Position annotation records
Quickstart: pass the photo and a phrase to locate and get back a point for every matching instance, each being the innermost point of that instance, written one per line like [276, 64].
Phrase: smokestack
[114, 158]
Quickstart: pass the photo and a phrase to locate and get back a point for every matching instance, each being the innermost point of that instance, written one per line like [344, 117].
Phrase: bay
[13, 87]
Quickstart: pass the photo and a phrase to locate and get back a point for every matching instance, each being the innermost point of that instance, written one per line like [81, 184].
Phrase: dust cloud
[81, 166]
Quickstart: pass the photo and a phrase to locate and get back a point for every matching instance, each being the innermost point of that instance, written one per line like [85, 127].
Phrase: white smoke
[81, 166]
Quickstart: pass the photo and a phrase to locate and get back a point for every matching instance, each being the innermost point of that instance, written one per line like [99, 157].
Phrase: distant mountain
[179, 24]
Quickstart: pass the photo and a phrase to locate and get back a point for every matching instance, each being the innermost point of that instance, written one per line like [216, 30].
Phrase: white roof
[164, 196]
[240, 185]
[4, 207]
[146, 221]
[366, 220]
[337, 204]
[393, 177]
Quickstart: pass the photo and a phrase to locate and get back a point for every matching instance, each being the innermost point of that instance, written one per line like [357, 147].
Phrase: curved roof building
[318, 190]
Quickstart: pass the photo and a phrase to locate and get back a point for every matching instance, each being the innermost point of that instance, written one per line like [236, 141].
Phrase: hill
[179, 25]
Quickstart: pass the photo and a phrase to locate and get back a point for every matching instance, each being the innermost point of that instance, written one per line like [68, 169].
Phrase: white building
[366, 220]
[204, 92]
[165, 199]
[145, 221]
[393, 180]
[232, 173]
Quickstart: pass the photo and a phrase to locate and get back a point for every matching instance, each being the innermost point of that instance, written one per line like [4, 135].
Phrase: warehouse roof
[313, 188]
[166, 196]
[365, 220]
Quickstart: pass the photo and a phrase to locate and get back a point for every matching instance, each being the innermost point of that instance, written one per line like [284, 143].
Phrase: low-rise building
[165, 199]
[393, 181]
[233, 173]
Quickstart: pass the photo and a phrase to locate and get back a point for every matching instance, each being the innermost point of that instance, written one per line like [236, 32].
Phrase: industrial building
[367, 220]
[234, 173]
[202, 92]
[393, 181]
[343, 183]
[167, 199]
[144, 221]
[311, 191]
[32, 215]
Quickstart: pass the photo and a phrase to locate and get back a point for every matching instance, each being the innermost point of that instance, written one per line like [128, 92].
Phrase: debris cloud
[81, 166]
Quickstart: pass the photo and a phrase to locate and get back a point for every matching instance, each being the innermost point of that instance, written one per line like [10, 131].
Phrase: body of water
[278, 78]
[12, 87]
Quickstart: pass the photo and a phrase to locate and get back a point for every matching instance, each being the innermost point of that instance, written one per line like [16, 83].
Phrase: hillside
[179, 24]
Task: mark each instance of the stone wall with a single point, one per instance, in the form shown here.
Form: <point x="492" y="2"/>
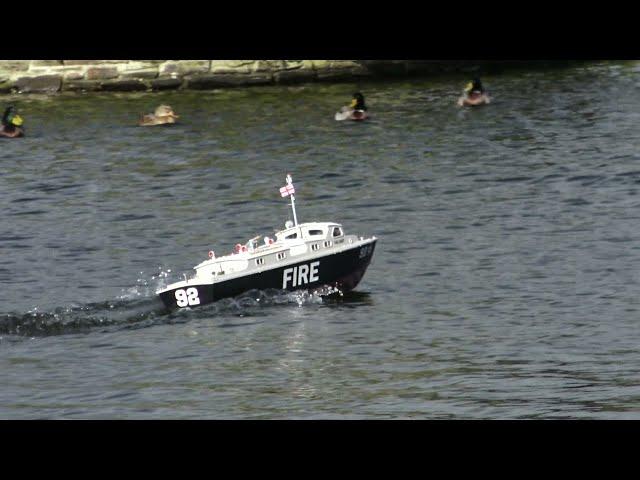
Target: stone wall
<point x="50" y="76"/>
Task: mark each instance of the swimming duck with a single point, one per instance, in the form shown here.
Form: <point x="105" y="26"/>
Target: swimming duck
<point x="356" y="110"/>
<point x="163" y="115"/>
<point x="474" y="94"/>
<point x="11" y="124"/>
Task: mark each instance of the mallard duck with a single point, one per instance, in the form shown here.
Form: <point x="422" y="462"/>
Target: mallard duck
<point x="163" y="115"/>
<point x="356" y="110"/>
<point x="474" y="94"/>
<point x="11" y="124"/>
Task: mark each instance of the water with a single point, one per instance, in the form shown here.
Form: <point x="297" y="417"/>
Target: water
<point x="504" y="283"/>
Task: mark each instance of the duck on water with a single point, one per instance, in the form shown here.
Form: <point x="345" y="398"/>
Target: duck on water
<point x="11" y="124"/>
<point x="356" y="110"/>
<point x="302" y="256"/>
<point x="163" y="115"/>
<point x="474" y="94"/>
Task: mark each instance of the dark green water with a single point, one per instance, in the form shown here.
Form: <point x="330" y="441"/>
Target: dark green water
<point x="504" y="283"/>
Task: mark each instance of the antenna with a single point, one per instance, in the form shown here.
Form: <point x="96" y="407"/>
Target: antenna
<point x="293" y="200"/>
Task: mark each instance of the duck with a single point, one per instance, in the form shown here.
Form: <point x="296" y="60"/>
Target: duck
<point x="163" y="115"/>
<point x="474" y="94"/>
<point x="11" y="124"/>
<point x="356" y="110"/>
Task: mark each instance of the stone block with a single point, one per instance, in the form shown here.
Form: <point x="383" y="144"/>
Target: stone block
<point x="82" y="85"/>
<point x="92" y="62"/>
<point x="205" y="82"/>
<point x="140" y="73"/>
<point x="128" y="85"/>
<point x="39" y="84"/>
<point x="102" y="73"/>
<point x="185" y="67"/>
<point x="166" y="83"/>
<point x="45" y="63"/>
<point x="232" y="66"/>
<point x="267" y="66"/>
<point x="14" y="65"/>
<point x="73" y="75"/>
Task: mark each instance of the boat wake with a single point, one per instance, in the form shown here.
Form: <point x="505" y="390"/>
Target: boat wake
<point x="139" y="307"/>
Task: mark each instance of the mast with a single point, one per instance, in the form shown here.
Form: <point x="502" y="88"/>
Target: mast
<point x="293" y="200"/>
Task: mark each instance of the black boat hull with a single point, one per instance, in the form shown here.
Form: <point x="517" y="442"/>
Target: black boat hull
<point x="342" y="270"/>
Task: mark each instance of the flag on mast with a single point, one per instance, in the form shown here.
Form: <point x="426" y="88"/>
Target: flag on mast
<point x="288" y="189"/>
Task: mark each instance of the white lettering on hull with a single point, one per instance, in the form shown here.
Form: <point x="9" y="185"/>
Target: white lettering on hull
<point x="300" y="275"/>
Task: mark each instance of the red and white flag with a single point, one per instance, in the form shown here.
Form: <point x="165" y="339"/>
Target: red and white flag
<point x="287" y="190"/>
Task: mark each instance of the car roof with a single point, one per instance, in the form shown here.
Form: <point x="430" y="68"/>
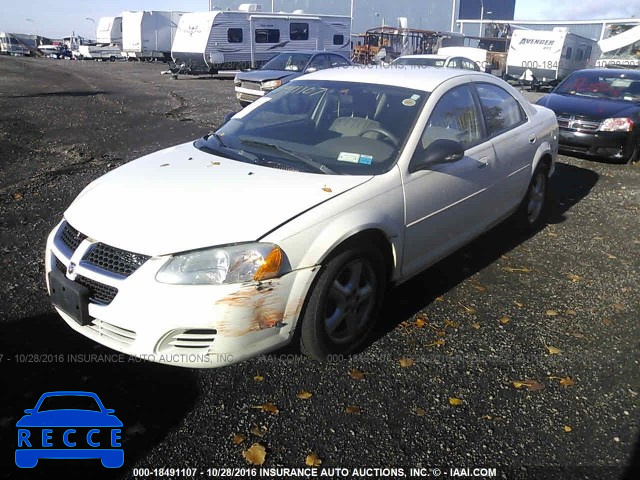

(WHAT IS ASKED):
Extract, word for word, everything from the line containing "Task: mark each instance of the car" down to the end of the lines above, and omit any pictures.

(FINAL RESULT):
Task: mark each instance of the car roof with a single point, one per instance, in the form shown here.
Form: <point x="430" y="68"/>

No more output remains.